_ТЕКСТ ДОКУМЕНТА_
⟨

Кроме этого, усиление внимания церквей к интеграции было вызвано всё более активным вторжением Европейского Союза в религиозную сферу. В частности, оно проявилось в попытках навязать односторонний взгляд на историю Европы в тексте Конституции ЕС, с игнорированием эпохи, в которой христианство играло ведущую роль. Вторжение политического характера было также замечено в резолюциях Европарламента — например, в требовании обеспечить свободный доступ на Святую Гору Афон. Наконец, сугубо религиозная составляющая приобрела особую значимость при обсуждении членства в Евросоюзе Турции — страны с преимущественно мусульманским населением.

Проникновение ЕС в религиозную сферу закономерно влечёт за собой взаимодействие, а порой — столкновение интересов церквей и других участников интеграционных процессов. Взаимодействие христианских церквей и европейских учреждений оказывает, в свою очередь, корректирующее влияние на ход европейской интеграции, а также воздействует на отношение церквей к Европейскому Союзу. Таким образом, церкви превращаются в полноправных участников интеграционных процессов. Более того, адекватный анализ европейской интеграции становится невозможным без учёта религиозных факторов. При этом во внимание следует принимать не только современность, но и прошлое (начало интеграционных процессов в послевоенной Европе).

Христианство и рождение единой Европы

По мнению ряда исследователей (см. Byrnes and Katzenstein, 2006) на начальных этапах интеграции определённую (а в некоторых источниках — определяющую) роль играла Римско-Католическая Церковь. Хосе Казанова подчёркивает, что «первоначальный проект Европейского Союза был христианско-демократическим, санкционированным Ватиканом. Его реализация начиналась на фоне общего религиозного подъёма в Европе после второй мировой войны и в геополитическом контексте холодной войны. Словосочетания «свободный мир» и «христианская цивилизация» стали синонимами» (Casanova 2006, p.66). В том же духе высказывается Брайан Хехир:

«Ватикан (и Католическая Церковь в целом) были тесно связаны с христианско-демократическими партиями в Западной Европе. Евросоюз основан на Европейском Сообществе, а Европейское Сообщество находилось под большим влиянием христианской демократии. В свою очередь, христианская демократия послевоенной Европы представляла собой политическое движение, связанное с католической социальной мыслью и находящееся в тесном сотрудничестве со Святым Престолом» (Hehir 2006, p.103).

Тимоти Бёрнс подчёркивает, что ЕС был в значительной степени сформирован католическим социальным учением (Byrnes, 2006). Широко известен факт, что отцы-основатели Европейского Сообщества (государственные деятели, стоявшие у истоков европейской интеграции) были глубоко верующими людьми. Речь, прежде всего, идёт о министре иностранных дел Франции Роберте Шумане, канцлере ФРГ Конраде Аденауэре и министре иностранных дел Италии Альсиде де Гаспери.

⟩

_ЗАДАНИЕ_
Допишите продолжение текста о христианских церквях и европейской интеграции, начав сразу после его последнего предложения.

_ЗАПИСИ_
⟨

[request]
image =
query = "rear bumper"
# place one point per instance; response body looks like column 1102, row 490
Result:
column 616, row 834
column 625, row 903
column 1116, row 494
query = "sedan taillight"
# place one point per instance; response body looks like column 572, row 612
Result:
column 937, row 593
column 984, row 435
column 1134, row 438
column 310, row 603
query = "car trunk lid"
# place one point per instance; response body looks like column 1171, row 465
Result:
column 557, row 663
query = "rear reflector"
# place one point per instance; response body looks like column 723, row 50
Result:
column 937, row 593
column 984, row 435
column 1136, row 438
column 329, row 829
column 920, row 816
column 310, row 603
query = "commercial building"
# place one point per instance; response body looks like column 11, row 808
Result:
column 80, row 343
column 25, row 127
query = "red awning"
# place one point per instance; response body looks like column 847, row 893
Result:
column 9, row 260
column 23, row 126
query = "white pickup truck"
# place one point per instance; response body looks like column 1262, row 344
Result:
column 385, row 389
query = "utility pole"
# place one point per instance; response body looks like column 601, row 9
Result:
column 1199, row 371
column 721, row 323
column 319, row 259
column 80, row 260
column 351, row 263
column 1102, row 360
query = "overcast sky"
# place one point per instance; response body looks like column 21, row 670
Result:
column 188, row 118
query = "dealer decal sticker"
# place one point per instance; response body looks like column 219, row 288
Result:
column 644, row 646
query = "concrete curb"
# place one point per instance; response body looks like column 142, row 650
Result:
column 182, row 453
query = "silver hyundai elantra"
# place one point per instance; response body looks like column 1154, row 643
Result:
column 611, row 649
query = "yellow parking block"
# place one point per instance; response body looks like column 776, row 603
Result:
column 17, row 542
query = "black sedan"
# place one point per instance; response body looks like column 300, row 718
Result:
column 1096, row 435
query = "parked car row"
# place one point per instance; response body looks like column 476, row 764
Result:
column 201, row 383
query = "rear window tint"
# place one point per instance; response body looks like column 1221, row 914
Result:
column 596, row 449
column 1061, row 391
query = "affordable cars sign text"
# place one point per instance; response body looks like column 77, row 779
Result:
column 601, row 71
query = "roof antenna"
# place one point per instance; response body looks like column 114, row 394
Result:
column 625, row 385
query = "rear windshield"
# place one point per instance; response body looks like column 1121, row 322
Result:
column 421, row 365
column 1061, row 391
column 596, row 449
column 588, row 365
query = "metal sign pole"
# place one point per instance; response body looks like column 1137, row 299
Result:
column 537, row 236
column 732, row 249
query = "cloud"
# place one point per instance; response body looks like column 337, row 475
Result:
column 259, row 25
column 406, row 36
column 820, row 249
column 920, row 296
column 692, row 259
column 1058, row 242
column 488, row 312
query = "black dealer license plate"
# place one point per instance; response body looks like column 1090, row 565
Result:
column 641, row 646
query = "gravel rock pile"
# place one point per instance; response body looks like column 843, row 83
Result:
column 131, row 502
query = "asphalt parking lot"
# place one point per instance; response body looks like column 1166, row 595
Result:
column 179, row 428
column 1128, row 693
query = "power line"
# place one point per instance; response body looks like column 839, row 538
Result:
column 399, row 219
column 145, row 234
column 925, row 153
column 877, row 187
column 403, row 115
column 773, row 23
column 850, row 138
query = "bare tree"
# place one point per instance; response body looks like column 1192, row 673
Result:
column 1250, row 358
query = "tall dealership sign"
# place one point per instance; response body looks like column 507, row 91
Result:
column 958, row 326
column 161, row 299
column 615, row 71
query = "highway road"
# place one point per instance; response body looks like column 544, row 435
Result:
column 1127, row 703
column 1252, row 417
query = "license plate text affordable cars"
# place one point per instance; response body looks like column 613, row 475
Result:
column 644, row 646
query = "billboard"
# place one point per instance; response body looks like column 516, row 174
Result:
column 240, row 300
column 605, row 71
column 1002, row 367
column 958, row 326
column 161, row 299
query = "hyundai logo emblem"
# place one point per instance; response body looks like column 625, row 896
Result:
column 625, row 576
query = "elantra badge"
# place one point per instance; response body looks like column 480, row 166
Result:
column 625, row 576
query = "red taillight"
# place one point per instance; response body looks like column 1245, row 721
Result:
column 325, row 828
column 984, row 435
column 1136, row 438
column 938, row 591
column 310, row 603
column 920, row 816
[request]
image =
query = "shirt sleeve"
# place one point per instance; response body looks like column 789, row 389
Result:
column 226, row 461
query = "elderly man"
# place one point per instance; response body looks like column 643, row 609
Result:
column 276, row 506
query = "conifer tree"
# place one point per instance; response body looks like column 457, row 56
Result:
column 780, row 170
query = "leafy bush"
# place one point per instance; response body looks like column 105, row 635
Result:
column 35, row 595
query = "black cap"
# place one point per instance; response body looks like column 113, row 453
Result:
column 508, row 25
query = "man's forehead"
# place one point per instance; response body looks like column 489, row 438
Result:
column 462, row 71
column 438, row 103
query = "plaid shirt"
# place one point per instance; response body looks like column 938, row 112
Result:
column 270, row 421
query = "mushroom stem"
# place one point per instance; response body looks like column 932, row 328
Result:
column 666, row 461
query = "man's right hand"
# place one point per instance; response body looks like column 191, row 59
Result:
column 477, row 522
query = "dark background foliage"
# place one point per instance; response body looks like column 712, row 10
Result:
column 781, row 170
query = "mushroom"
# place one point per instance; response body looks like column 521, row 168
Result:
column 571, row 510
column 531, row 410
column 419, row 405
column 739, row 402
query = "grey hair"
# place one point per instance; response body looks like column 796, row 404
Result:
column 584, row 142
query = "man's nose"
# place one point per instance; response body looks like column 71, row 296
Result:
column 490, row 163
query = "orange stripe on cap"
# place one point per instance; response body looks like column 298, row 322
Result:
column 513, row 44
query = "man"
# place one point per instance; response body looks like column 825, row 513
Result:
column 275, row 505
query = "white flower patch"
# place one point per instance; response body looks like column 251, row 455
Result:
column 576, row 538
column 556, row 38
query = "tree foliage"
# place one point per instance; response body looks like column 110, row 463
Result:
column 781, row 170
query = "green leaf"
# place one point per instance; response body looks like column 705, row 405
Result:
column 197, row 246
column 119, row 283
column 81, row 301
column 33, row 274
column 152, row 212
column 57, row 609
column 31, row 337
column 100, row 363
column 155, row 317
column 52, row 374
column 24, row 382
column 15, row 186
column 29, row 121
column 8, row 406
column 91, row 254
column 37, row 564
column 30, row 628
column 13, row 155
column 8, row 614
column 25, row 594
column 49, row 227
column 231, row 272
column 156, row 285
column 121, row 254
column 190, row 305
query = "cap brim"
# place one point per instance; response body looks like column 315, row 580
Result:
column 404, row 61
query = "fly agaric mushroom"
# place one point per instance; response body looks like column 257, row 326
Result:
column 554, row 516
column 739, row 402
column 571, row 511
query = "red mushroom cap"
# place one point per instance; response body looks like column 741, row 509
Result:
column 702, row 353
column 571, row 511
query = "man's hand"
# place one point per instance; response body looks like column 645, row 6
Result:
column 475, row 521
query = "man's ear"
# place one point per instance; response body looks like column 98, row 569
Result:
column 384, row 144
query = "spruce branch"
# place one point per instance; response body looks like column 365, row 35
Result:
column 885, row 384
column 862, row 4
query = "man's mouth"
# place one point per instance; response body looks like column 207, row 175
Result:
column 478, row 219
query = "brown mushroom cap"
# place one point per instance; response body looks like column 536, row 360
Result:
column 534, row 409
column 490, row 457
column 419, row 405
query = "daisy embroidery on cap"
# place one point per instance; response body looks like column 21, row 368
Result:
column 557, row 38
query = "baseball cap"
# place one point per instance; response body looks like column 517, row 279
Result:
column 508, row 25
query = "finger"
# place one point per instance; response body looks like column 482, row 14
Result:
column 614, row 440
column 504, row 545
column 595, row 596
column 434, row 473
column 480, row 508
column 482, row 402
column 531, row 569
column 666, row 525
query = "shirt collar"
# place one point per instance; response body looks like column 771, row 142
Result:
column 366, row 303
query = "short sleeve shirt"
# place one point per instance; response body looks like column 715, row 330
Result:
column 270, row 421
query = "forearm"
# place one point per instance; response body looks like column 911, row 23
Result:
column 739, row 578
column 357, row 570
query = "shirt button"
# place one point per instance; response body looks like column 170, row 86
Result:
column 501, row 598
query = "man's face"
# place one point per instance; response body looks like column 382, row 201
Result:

⟩

_ОТВЕТ_
Роберт Шуман полагал, что европейская унификация не сможет состояться без «вдохновения, исходящего из её христианских истоков», а Европа является «воплощением универсальной демократии, в христианском смысле этого слова» (Schuman in Vanheeswijck 1997, p.50). Рокко Буттиглионе утверждает, что «вера в Иисуса Христа была в центре жизни Альсиде де Гаспери» (Buttiglione 2006 in Venneri and Ferrara 2009, p.121). Стефано Тринчесе подчёркивает, что свойство де Гаспери постоянно ссылаться на «священные тексты как элемент спасения» являлось «главной чертой его действий, особенно в моменты страданий и неопределённости» (Venneri and Ferrara 2009, p.122). Довольно интересно де Гаспери высказывался о роли христианства в европейской цивилизации:

«Когда я утверждаю, что христианство стоит у истоков происхождения европейской цивилизации, я не имею намерения подобрать некий исключающий конфессиональный критерий для оценки нашей истории. Я лишь указываю на общее европейской наследие, на ту единую мораль, которая делает акцент на человеке и его ответственности» (Venneri and Ferrara 2009, p. 122).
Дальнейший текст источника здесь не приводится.